### Task prompt
All of the records below need to be copied exactly.

### Data supplied
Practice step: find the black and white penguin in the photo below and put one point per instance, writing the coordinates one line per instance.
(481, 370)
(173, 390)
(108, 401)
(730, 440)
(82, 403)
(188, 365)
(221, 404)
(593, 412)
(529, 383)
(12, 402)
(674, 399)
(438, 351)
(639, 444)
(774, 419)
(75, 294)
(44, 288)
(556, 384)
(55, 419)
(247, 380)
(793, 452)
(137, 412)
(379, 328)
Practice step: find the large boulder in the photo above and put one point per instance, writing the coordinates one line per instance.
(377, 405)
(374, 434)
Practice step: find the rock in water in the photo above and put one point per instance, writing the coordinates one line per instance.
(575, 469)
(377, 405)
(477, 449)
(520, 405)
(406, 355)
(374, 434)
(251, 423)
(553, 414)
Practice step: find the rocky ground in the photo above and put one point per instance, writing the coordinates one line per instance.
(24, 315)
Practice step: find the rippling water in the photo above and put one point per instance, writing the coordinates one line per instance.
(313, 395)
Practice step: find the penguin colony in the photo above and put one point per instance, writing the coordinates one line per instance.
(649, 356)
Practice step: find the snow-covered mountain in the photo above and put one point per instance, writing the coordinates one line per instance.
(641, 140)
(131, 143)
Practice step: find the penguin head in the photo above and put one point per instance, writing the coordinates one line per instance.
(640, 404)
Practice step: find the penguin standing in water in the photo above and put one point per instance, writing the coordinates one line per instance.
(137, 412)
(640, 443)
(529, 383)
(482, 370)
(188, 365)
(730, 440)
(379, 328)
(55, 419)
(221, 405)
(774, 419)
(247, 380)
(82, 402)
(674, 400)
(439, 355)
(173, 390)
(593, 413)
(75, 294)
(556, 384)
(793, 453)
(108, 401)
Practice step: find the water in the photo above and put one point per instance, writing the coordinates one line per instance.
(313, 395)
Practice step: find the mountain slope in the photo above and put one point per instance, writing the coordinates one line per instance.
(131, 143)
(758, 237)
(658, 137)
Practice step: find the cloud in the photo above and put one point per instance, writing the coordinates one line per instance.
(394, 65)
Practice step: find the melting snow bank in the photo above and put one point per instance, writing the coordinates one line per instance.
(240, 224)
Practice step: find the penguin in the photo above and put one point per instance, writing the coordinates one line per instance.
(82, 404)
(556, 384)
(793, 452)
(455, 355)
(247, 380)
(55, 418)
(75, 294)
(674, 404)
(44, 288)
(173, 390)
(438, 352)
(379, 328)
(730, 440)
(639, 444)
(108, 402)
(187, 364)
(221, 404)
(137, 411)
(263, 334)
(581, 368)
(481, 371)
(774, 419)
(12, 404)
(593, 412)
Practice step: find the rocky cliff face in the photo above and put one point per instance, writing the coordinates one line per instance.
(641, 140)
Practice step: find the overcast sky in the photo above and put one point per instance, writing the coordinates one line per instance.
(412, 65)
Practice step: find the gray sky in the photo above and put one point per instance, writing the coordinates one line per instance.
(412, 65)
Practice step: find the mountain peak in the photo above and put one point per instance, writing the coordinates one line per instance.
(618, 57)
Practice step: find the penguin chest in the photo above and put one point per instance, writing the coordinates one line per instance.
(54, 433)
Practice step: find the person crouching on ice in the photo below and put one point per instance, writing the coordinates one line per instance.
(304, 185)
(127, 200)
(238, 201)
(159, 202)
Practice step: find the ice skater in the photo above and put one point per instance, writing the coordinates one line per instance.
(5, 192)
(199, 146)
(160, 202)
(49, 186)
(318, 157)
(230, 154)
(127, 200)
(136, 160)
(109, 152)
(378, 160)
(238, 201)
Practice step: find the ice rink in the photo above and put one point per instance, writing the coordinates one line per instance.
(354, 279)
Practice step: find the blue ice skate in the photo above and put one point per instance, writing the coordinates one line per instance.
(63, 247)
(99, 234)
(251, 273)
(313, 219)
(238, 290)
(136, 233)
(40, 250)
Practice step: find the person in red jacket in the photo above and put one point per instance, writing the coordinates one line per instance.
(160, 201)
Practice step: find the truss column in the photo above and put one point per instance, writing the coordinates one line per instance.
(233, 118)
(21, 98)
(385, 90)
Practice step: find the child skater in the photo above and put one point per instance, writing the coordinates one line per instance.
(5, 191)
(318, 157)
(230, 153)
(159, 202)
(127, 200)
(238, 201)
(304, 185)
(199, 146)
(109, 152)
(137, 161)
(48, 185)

### Reply to the exercise
Practice step: find the black and white penguin in the photo below and put one point per instance, writing the coordinates one line per instance.
(481, 370)
(173, 390)
(108, 401)
(730, 440)
(82, 403)
(188, 365)
(221, 404)
(593, 412)
(529, 383)
(12, 402)
(674, 399)
(438, 351)
(639, 444)
(774, 419)
(75, 294)
(44, 288)
(556, 384)
(55, 419)
(247, 380)
(793, 452)
(137, 412)
(379, 328)
Practice step: find the large boulder in the photo above and put one point per instance, writing the coordinates one line per instance.
(377, 405)
(374, 434)
Practice step: find the rock in water in the photo above and put one point per instance, writing the coordinates one line per instance.
(575, 469)
(377, 405)
(477, 449)
(520, 405)
(406, 355)
(374, 434)
(251, 423)
(553, 414)
Practice step: find the rocky ground in the photo above and put one point per instance, writing the coordinates one line per instance.
(24, 315)
Practice step: find the rippling water in the photo above and put one point per instance, writing the coordinates one line per instance.
(313, 395)
Practice step: find the penguin colony in the photo above and put one point per instance, writing the coordinates one line per instance.
(649, 356)
Practice step: find the snow-covered mountain in the photo above and put one point per instance, writing the coordinates one line per instance.
(641, 140)
(131, 143)
Practice step: find the penguin head in the photo above and put one point per instance, writing the coordinates one line per instance.
(640, 404)
Practice step: find the penguin standing in water in the photo above and put one point per instance, writing the coordinates one line per instance.
(137, 412)
(640, 443)
(529, 383)
(482, 370)
(188, 365)
(730, 440)
(379, 328)
(55, 419)
(221, 405)
(774, 419)
(247, 380)
(82, 402)
(674, 400)
(439, 355)
(173, 390)
(593, 413)
(75, 294)
(556, 384)
(793, 453)
(108, 401)
Practice step: find the water in the photo above and put one point per instance, writing the coordinates one line per instance.
(313, 395)
Practice step: find the mountain slope in the photo above and put one point per instance, writing the coordinates one line per instance.
(131, 143)
(758, 237)
(658, 137)
Practice step: find the cloud in the photo above and put one point per instance, writing the coordinates one line per instance.
(394, 65)
Practice step: find the melting snow bank in the photo above and put one point per instance, writing the coordinates one line per instance.
(240, 224)
Practice step: find the penguin in the photo above and put one point per instance, writing the coordinates one line per instance.
(82, 404)
(556, 384)
(793, 452)
(455, 355)
(247, 380)
(55, 418)
(75, 294)
(674, 404)
(44, 288)
(173, 390)
(438, 352)
(379, 328)
(730, 440)
(639, 444)
(108, 402)
(187, 364)
(221, 404)
(137, 411)
(263, 334)
(581, 368)
(481, 371)
(774, 419)
(12, 404)
(593, 412)
Practice step: find the rocky cliff face in the photo above and put one point per instance, writing the coordinates one line per instance.
(641, 140)
Practice step: find the overcast sky in the photo above and put one point per instance, writing the coordinates one line per instance.
(412, 65)
Practice step: find the gray sky in the photo above and put one point per instance, writing the coordinates one line per instance.
(412, 65)
Practice step: find the mountain peak in the photo above and put one point per instance, writing the coordinates one line per instance.
(618, 57)
Practice step: find the penguin chest in the photo above and put one point per instance, writing the coordinates one line per instance.
(54, 433)
Practice step: find the person crouching on ice in the photo below and put one point per instance, writing the coordinates one line per instance.
(304, 185)
(127, 200)
(238, 201)
(159, 202)
Practice step: find the ice skater in the photo above and put one point per instance, writing the coordinates one line per instance.
(5, 192)
(199, 146)
(160, 202)
(49, 186)
(318, 157)
(230, 154)
(127, 200)
(136, 160)
(109, 152)
(378, 160)
(238, 201)
Practice step: find the ice rink in the photo above and put one point per instance, writing the coordinates one line per instance.
(354, 279)
Practice step: find the blue ice skate in the photo above and put one point per instance, writing the coordinates one line per instance.
(63, 247)
(99, 234)
(251, 273)
(313, 219)
(238, 290)
(136, 233)
(40, 250)
Practice step: find the person in red jacket in the photo above and put one point per instance, writing the coordinates one line per instance.
(160, 201)
Practice step: find the truss column in the photo above and put one point per instance, writing the coordinates one line per instance.
(233, 118)
(21, 98)
(385, 90)
Practice step: find the child skater in the photo above and put one point per instance, writing the coordinates one line per instance.
(5, 191)
(318, 157)
(230, 153)
(159, 202)
(127, 200)
(238, 201)
(304, 185)
(199, 146)
(109, 152)
(137, 161)
(48, 185)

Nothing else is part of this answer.